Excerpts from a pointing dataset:

* Start *

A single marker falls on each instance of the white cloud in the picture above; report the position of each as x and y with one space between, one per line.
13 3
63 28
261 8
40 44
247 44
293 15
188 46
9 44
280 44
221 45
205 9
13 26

* End *

Reproduce the records above, substituting "cloud" for "white cloud" and keeping every other character unchanged.

- _Answer to this task_
A single marker falls on each instance of the cloud in the picture above; report the position of each as x and y with one space between, one per line.
13 3
63 28
261 8
40 44
247 44
293 15
188 46
9 44
280 44
221 45
205 9
13 26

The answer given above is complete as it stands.